GOAL OF THE EXERCISE →
Lines containing the word "color" are to be copied from the data below.

INPUT FOR THIS TASK section start

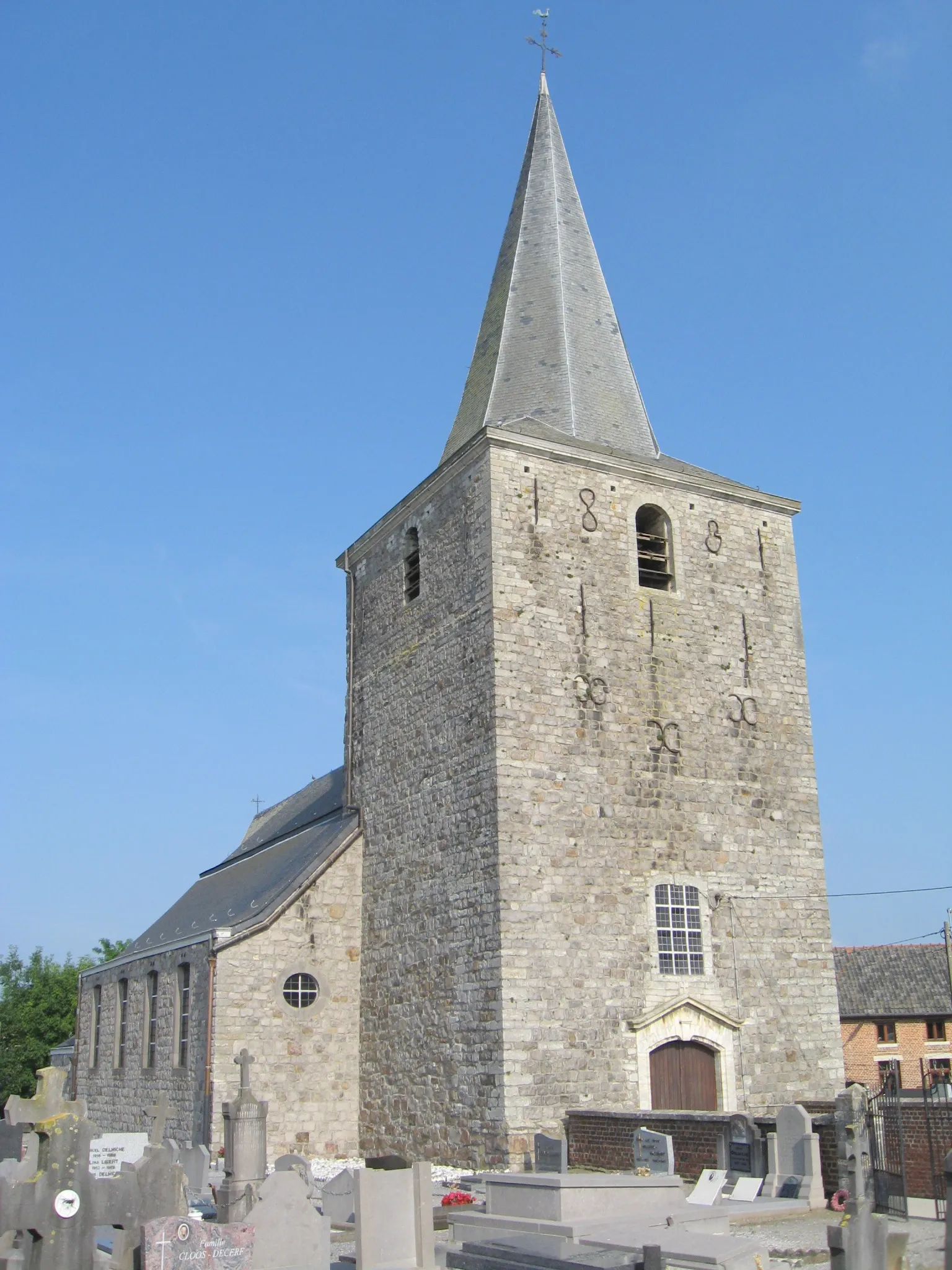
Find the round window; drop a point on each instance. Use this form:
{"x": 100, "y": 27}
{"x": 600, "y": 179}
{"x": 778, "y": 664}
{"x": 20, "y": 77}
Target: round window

INPUT FOR THIS TASK section end
INPUT FOR THIS TASK section start

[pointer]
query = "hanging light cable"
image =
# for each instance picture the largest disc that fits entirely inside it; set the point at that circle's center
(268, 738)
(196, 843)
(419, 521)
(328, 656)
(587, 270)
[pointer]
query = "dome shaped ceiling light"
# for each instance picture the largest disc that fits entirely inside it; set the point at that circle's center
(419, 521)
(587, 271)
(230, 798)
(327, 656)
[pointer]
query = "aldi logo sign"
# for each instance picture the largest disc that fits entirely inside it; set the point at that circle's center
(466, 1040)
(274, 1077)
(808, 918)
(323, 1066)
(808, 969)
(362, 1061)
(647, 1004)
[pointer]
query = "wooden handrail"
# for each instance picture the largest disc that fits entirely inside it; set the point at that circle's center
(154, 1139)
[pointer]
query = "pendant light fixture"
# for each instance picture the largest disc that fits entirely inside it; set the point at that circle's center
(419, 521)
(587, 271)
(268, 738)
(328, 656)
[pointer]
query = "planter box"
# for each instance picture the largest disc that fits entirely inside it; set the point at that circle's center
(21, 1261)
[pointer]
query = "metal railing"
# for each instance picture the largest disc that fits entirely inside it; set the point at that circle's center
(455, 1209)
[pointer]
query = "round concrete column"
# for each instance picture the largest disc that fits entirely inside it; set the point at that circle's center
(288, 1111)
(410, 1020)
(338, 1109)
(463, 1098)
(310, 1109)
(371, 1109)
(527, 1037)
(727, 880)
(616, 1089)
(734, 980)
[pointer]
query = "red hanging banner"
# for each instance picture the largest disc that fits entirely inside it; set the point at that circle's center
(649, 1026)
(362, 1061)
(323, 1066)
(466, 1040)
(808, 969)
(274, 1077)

INPUT FOR THIS TASK section end
INPUT FOR THIS TASK section start

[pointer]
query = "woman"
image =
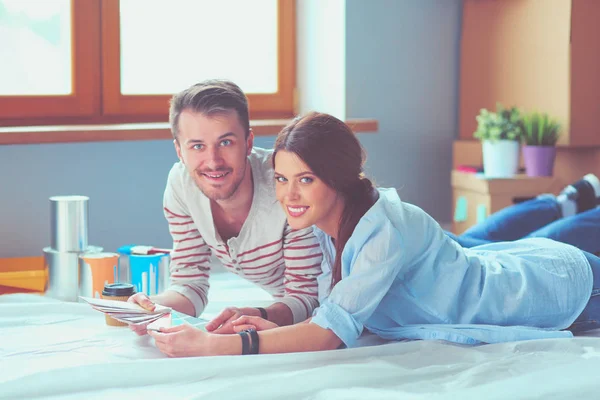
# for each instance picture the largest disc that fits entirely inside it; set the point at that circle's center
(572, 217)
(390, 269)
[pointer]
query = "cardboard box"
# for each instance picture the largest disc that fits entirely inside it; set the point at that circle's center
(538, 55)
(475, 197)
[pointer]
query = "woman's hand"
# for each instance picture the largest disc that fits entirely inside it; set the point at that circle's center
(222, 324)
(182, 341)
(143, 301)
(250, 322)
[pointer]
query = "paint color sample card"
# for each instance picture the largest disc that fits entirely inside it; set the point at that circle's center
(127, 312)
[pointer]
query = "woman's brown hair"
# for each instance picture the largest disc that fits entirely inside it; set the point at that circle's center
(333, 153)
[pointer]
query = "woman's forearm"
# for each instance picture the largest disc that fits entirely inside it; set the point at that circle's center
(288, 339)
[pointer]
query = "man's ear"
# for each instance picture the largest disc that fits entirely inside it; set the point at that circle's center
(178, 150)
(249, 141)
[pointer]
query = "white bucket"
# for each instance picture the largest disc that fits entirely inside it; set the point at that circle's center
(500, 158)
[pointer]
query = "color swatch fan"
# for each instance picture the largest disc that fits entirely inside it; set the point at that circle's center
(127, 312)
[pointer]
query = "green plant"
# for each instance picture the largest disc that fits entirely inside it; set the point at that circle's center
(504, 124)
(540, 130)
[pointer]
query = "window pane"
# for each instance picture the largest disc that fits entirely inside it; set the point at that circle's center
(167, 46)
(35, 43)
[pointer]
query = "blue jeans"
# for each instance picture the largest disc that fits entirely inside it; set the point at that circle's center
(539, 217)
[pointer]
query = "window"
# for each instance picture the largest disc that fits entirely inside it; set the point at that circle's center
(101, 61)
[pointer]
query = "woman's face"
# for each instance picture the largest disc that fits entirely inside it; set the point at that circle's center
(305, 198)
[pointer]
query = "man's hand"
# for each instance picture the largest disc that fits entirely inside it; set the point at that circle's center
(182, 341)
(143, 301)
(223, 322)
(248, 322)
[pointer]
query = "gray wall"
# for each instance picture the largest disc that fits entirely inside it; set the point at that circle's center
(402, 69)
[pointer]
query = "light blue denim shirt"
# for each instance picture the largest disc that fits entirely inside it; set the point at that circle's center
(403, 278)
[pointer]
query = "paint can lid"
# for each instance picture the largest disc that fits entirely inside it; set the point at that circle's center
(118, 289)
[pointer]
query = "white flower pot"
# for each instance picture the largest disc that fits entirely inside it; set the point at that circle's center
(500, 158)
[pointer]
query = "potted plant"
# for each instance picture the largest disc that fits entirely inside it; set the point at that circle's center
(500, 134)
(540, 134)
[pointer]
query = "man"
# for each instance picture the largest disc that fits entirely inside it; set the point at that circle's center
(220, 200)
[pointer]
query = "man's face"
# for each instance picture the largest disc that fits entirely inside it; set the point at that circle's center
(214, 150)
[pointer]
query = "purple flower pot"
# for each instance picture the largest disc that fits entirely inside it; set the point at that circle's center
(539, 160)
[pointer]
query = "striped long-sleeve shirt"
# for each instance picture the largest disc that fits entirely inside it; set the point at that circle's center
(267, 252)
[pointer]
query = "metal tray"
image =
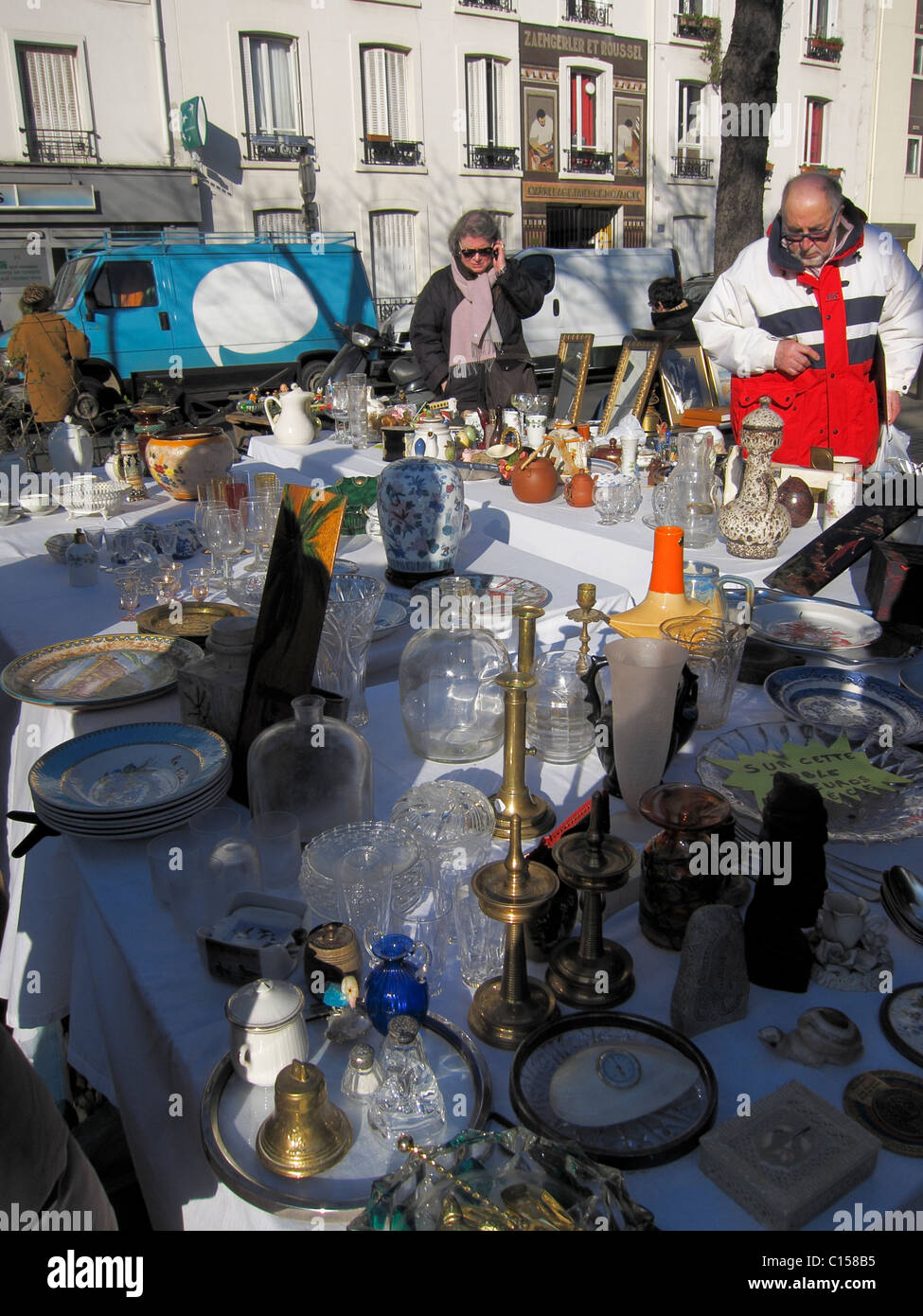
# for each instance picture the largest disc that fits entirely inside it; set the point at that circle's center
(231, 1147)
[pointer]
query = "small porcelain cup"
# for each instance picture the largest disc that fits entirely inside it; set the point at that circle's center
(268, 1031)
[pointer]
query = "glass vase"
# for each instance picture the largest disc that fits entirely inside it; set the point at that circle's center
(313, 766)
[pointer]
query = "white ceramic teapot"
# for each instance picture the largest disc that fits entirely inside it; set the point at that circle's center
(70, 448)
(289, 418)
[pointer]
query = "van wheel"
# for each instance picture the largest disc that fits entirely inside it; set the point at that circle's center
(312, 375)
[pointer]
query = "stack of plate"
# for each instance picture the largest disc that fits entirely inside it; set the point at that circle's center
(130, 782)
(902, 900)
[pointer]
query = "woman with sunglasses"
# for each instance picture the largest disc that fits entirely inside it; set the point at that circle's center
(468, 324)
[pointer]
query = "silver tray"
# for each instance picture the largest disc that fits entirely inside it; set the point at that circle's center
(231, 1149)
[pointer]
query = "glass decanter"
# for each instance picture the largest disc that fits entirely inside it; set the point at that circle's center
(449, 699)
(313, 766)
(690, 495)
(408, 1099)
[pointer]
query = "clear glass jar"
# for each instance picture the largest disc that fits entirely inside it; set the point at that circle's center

INPUT FOR THIS TASK section end

RESULT OF THE EXERCISE →
query = "paint color sample card"
query = "color swatch fan"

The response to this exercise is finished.